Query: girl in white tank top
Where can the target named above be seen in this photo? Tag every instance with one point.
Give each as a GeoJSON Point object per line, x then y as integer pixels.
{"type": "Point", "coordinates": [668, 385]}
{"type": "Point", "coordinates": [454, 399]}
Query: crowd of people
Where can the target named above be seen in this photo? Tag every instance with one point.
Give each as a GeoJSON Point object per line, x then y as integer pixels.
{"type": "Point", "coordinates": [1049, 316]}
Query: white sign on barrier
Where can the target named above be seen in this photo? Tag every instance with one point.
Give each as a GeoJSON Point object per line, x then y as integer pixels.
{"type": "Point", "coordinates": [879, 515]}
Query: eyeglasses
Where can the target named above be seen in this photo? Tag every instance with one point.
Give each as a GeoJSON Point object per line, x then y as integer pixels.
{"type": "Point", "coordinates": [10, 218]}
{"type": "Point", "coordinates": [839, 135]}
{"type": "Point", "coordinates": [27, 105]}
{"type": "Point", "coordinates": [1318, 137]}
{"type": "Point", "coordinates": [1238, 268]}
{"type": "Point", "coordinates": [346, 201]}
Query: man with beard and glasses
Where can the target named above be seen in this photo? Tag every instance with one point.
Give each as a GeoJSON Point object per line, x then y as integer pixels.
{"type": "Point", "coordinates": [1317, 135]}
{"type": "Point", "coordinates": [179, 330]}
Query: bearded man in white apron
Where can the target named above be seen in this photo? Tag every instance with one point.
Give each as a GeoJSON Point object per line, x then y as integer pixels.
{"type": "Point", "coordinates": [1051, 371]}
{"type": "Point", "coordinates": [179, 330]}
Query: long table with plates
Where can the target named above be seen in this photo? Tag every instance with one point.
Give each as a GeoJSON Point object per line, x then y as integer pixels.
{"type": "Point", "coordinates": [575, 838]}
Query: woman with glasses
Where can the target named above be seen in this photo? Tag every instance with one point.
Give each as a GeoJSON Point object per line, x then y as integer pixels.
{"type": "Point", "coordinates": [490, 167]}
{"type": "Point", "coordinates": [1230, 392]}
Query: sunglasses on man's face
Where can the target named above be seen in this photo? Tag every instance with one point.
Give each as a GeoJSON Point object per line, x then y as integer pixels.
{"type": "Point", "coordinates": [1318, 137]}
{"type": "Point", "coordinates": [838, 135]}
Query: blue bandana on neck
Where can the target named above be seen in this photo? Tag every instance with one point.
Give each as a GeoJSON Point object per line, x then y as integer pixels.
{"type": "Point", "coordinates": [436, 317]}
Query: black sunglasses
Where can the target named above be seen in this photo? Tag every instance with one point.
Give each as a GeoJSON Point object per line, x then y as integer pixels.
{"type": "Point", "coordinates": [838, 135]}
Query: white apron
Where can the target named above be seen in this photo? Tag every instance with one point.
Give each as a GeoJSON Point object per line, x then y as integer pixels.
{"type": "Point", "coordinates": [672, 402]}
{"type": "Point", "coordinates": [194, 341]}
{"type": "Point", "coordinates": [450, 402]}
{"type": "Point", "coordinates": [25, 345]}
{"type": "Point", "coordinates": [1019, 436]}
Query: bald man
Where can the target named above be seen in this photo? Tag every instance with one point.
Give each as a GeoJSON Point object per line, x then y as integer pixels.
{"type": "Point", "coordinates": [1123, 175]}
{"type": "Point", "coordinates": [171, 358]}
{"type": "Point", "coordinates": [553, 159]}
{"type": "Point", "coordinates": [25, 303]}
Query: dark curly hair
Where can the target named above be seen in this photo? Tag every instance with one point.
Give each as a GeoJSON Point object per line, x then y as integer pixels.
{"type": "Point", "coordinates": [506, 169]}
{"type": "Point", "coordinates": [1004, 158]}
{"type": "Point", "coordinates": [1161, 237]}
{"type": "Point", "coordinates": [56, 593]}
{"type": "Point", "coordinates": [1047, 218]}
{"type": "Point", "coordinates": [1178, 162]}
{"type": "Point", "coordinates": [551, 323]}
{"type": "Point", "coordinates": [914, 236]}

○ ○ ○ ○ ○

Reproduce the rows starting with the line containing "Query: black sunglasses" and going on through the end of the rows, request lines included, with 132 added to every x and y coordinate in the answer points.

▸ **EXPECTED ANSWER**:
Query: black sunglasses
Where can the target named above be seen in this photo? Tag every instance with one point.
Give each as a GeoJSON Point object per line, x then y as integer pixels.
{"type": "Point", "coordinates": [970, 267]}
Query: white apron
Where can the target named above be seen in this photo? Tag every instance with one point.
Give each as a GeoJSON Point object per line, x then y as integer pixels.
{"type": "Point", "coordinates": [804, 534]}
{"type": "Point", "coordinates": [326, 473]}
{"type": "Point", "coordinates": [582, 534]}
{"type": "Point", "coordinates": [157, 477]}
{"type": "Point", "coordinates": [1151, 568]}
Query: bald man
Where can the target named above be seen in this photo? Tag every instance with one point.
Give each as a GeoJSON Point object per line, x then y as integer pixels.
{"type": "Point", "coordinates": [1255, 307]}
{"type": "Point", "coordinates": [303, 490]}
{"type": "Point", "coordinates": [685, 291]}
{"type": "Point", "coordinates": [157, 435]}
Query: dark curly hair
Where can the target named above be seen in this photo? Tag every instance with one point.
Give each as a GeoJSON Point object per line, x then y as integer pixels.
{"type": "Point", "coordinates": [638, 301]}
{"type": "Point", "coordinates": [1136, 290]}
{"type": "Point", "coordinates": [1293, 369]}
{"type": "Point", "coordinates": [188, 725]}
{"type": "Point", "coordinates": [1179, 350]}
{"type": "Point", "coordinates": [1310, 294]}
{"type": "Point", "coordinates": [683, 455]}
{"type": "Point", "coordinates": [1046, 368]}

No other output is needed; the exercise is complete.